### Assigned task
Which lines of the material below contain the word "positive"? List each of those lines in full, treating uppercase and lowercase as different.

### Data for processing
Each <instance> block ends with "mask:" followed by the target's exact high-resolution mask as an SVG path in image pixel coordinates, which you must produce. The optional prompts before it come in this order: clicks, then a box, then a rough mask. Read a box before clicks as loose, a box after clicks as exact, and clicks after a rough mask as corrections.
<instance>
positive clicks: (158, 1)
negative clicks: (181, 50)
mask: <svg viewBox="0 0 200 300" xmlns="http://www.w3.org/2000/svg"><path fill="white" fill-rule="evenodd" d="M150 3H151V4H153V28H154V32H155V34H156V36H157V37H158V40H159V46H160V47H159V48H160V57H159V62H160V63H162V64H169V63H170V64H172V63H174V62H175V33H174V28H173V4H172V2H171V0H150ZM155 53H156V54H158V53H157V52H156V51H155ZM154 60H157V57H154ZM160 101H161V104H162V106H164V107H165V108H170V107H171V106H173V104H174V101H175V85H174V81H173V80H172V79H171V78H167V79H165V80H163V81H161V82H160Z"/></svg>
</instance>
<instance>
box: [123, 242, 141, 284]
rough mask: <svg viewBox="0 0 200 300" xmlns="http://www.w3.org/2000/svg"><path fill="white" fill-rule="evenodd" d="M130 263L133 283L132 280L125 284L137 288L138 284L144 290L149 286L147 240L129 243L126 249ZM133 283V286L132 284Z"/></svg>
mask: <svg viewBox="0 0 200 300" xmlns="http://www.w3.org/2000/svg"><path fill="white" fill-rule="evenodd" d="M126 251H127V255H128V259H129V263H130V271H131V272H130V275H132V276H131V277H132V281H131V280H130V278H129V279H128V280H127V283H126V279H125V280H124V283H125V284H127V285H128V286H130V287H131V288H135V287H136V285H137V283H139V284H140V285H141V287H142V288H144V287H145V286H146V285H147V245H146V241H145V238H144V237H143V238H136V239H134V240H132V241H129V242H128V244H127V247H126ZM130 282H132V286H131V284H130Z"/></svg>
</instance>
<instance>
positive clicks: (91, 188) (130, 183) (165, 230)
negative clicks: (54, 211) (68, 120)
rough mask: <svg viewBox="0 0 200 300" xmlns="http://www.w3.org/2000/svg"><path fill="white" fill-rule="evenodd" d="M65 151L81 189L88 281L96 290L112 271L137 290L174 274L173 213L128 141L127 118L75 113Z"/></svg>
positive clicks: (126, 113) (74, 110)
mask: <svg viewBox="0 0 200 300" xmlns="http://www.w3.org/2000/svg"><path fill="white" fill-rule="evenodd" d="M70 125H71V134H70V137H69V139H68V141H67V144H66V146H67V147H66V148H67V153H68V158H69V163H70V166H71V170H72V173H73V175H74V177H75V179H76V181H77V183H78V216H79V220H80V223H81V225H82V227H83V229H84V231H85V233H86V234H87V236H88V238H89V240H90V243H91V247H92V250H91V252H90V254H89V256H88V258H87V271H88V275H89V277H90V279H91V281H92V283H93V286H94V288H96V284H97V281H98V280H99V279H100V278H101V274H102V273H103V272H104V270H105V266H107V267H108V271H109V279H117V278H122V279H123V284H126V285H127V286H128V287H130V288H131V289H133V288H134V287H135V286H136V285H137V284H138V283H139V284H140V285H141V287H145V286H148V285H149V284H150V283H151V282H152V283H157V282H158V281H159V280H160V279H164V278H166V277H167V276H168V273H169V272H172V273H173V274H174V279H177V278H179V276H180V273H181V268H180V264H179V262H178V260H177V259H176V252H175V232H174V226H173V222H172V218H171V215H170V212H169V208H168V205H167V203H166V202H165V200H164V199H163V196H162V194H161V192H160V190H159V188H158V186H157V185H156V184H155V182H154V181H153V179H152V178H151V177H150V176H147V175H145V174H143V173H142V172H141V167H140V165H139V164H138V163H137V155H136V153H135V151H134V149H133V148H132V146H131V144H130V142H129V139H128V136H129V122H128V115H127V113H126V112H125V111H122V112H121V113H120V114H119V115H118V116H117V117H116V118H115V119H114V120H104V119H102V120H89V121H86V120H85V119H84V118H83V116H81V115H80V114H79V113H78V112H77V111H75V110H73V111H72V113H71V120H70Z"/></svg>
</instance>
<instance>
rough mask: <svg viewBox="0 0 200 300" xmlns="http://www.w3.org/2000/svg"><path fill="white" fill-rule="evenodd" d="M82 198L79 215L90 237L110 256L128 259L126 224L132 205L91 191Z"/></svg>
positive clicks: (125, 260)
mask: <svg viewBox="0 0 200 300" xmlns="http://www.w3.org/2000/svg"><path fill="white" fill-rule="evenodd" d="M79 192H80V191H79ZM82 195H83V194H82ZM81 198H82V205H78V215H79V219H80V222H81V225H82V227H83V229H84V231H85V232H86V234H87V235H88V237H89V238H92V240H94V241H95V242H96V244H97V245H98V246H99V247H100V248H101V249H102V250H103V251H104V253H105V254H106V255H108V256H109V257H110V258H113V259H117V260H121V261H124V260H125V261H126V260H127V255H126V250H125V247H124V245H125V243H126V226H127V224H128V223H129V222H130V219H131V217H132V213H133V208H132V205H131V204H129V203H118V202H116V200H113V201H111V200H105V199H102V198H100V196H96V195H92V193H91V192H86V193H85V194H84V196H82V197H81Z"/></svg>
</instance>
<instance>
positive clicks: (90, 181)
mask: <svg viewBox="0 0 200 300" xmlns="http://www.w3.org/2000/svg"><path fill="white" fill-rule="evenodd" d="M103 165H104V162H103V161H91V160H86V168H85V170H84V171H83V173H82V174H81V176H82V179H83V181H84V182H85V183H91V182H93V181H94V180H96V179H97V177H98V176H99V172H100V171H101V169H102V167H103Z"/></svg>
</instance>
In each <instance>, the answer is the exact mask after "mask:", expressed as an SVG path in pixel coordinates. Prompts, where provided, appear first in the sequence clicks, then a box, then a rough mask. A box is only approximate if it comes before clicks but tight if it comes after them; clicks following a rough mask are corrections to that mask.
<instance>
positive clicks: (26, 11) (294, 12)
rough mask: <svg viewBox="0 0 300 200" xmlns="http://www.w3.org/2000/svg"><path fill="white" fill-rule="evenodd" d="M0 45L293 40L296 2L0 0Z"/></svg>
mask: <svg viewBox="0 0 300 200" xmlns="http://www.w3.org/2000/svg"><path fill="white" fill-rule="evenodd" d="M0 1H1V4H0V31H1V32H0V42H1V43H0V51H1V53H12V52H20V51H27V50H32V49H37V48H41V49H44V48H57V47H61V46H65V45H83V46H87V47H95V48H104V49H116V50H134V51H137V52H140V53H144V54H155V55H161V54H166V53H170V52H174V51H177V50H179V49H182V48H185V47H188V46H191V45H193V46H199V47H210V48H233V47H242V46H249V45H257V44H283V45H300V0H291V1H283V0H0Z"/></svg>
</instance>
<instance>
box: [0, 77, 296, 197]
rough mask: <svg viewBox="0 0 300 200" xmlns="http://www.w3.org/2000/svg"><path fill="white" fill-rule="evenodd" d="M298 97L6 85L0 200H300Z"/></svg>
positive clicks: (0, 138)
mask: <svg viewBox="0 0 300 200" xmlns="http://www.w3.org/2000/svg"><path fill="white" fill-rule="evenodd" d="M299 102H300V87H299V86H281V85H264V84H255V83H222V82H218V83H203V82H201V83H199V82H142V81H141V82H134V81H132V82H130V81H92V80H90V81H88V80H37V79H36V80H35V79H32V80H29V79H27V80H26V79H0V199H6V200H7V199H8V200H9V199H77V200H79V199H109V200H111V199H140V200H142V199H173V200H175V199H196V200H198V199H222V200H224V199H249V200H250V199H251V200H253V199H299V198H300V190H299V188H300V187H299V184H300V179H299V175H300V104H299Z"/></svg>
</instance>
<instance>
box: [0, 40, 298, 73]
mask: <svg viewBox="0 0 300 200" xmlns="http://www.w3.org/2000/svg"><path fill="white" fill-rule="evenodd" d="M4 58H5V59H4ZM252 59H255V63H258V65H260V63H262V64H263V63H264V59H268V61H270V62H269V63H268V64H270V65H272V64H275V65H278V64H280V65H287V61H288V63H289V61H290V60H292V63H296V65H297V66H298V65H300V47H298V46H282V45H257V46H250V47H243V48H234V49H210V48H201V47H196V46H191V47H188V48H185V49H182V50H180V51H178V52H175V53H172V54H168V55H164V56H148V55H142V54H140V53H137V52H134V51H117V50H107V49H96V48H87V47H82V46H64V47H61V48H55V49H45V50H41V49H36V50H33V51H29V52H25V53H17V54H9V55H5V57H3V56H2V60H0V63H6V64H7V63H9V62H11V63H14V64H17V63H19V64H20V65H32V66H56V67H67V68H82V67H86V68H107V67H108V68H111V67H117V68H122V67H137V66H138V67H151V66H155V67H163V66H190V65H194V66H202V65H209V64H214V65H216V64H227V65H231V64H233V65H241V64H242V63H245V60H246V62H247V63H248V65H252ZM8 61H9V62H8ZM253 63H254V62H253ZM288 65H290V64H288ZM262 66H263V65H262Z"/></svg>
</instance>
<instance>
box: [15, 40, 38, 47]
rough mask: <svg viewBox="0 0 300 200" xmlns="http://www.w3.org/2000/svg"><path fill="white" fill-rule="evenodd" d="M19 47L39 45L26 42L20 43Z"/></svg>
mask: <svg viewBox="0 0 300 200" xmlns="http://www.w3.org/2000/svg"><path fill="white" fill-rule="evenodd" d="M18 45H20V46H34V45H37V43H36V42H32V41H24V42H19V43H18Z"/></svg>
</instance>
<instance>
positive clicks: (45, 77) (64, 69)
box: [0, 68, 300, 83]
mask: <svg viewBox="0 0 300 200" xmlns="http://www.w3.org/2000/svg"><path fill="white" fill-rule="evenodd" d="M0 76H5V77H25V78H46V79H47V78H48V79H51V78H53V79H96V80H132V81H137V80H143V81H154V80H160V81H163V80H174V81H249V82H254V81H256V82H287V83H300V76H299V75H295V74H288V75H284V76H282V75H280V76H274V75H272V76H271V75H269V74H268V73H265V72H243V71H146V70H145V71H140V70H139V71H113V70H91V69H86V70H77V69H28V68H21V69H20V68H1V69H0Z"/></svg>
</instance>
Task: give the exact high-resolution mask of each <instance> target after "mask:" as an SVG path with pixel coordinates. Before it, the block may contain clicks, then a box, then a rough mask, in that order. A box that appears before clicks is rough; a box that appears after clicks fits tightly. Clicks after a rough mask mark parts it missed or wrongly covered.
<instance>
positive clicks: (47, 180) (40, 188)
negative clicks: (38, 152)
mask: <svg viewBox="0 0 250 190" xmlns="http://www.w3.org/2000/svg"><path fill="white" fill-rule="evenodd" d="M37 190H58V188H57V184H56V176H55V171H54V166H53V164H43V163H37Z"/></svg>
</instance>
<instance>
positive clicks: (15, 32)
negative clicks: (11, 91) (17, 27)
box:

### Worked solution
positive clicks: (158, 1)
positive clicks: (91, 188) (130, 183) (165, 230)
positive clicks: (126, 113) (74, 110)
positive clicks: (125, 260)
positive clicks: (90, 181)
positive clicks: (26, 11) (294, 12)
positive clicks: (0, 138)
positive clicks: (45, 77) (64, 69)
positive clicks: (47, 180) (40, 188)
positive clicks: (15, 32)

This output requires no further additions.